Text block
————
Wilson calls this “The Nashville Way,” which he learned in 2000 while studying songwriting in that city, an experience he compares to wizard school: “You get the lore and you get the methods and you hang with people who are better than you.” It was there that he learned a form of songwriting consisting of an instrument, a voice, and a song, with no expectation of how it will be recorded or released. It’s a philosophy that came into play during the recording of Re-Covered.
“As a writer, he really trusts the first idea,” says Mike Viola, the album’s producer. “It’s miraculous how he does that.” When Wilson asked him to work on the album, Viola insisted on the following conditions: a trusted group of talented musicians, a week-long stint at United Studios in Los Angeles, and recording live to tape so the final product couldn’t be messed with. This lent continuity to a disparate batch of songs written in different times, places, and for diverse voices.
“We didn’t want to make something that was a big commercial vehicle for him,” Viola says. “This is a quieter record.”
————
(Coordinate annotation entries)

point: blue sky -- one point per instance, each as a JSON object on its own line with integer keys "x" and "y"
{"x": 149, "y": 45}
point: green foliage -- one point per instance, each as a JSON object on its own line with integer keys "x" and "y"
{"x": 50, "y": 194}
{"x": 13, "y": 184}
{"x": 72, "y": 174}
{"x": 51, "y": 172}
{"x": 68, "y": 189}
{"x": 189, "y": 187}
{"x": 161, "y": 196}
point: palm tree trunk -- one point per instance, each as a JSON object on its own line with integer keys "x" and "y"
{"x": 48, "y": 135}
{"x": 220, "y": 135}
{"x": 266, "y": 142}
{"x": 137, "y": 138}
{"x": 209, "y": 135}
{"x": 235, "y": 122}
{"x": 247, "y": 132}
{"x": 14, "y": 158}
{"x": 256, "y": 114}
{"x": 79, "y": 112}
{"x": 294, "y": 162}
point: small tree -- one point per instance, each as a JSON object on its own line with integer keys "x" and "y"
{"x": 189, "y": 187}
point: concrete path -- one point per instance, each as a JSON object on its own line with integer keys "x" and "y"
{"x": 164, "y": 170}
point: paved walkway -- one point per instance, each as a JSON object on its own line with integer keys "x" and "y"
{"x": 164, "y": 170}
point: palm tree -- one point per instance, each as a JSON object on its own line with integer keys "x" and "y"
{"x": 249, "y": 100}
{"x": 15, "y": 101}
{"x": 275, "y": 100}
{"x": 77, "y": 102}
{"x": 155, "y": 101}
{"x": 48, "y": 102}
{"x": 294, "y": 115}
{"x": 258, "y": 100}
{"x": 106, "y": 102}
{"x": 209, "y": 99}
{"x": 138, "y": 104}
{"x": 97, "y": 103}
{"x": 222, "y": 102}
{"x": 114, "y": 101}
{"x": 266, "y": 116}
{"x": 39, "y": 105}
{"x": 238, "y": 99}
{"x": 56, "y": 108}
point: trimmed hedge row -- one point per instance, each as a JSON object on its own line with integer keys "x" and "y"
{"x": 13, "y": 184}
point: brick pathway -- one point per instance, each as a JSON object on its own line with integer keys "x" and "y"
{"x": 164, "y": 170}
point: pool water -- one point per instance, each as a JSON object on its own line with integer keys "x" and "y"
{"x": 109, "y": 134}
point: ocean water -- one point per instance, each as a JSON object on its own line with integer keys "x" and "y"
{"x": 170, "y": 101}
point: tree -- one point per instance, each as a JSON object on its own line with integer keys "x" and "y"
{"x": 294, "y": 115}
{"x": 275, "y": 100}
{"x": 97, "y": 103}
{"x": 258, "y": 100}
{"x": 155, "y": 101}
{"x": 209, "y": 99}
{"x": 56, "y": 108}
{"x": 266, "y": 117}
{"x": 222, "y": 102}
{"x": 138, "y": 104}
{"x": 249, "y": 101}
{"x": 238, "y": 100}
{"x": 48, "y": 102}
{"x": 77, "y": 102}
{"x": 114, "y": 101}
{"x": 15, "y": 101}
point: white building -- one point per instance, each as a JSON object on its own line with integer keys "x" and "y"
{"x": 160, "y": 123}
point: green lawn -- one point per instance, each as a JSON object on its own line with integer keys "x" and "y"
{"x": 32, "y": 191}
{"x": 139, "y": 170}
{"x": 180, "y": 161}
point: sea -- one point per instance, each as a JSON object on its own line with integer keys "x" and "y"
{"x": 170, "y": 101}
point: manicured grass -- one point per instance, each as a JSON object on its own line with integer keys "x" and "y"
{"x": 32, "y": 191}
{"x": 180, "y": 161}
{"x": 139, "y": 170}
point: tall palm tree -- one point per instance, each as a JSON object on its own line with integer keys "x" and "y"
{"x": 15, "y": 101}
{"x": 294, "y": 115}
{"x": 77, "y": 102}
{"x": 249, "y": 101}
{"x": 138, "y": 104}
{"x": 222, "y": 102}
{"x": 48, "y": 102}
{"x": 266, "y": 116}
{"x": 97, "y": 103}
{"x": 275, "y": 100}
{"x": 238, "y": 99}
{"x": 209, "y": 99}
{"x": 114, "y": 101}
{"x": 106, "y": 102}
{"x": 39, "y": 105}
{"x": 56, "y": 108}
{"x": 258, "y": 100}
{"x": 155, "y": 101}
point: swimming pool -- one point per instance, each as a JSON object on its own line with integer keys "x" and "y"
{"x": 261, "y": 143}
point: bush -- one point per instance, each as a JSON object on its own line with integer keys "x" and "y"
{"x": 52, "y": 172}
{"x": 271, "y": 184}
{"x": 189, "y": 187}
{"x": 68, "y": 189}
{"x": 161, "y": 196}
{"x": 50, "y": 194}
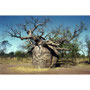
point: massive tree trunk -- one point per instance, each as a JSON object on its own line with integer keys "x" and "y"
{"x": 43, "y": 57}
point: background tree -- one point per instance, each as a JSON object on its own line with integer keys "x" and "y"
{"x": 3, "y": 47}
{"x": 88, "y": 47}
{"x": 45, "y": 47}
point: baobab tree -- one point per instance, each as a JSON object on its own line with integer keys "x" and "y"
{"x": 45, "y": 47}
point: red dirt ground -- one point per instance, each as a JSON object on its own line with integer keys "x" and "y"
{"x": 81, "y": 69}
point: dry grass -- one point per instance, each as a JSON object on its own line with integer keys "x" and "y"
{"x": 15, "y": 60}
{"x": 27, "y": 69}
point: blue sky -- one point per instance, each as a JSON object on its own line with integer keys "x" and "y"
{"x": 66, "y": 21}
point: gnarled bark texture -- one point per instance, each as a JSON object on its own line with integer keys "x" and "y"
{"x": 43, "y": 57}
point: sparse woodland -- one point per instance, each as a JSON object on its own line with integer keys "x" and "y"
{"x": 56, "y": 48}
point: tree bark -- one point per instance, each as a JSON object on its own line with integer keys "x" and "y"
{"x": 43, "y": 57}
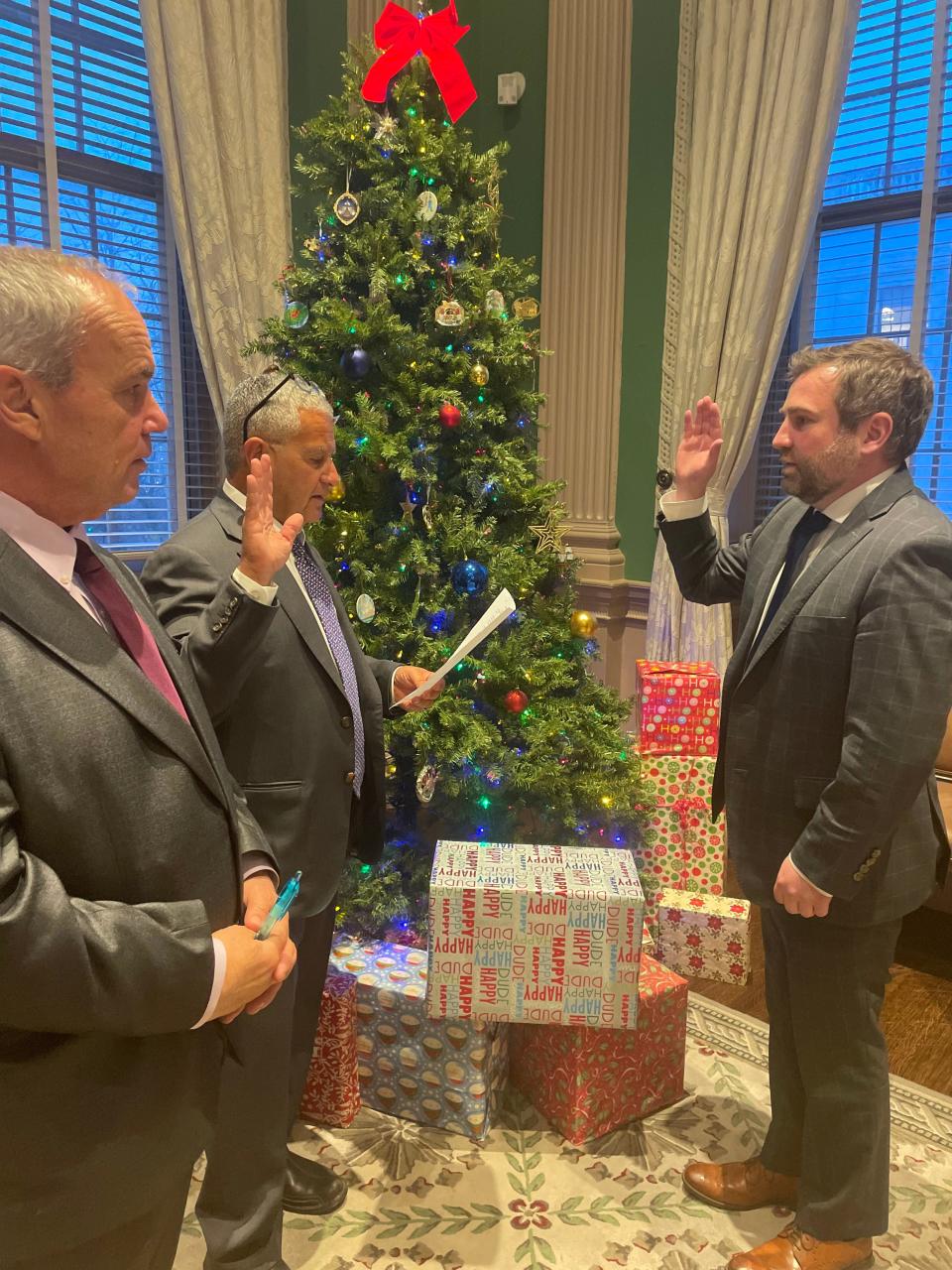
————
What you will do
A: Transcribe the stretch of the Re-Covered passage from "Wilson calls this" through "recording of Re-Covered.".
B: According to the Re-Covered passage, at which studio did Viola insist the album be recorded?
Rely only on the passage about the making of Re-Covered.

Worked answers
A:
Wilson calls this “The Nashville Way,” which he learned in 2000 while studying songwriting in that city, an experience he compares to wizard school: “You get the lore and you get the methods and you hang with people who are better than you.” It was there that he learned a form of songwriting consisting of an instrument, a voice, and a song, with no expectation of how it will be recorded or released. It’s a philosophy that came into play during the recording of Re-Covered.

B: United Studios in Los Angeles, for a week-long stint.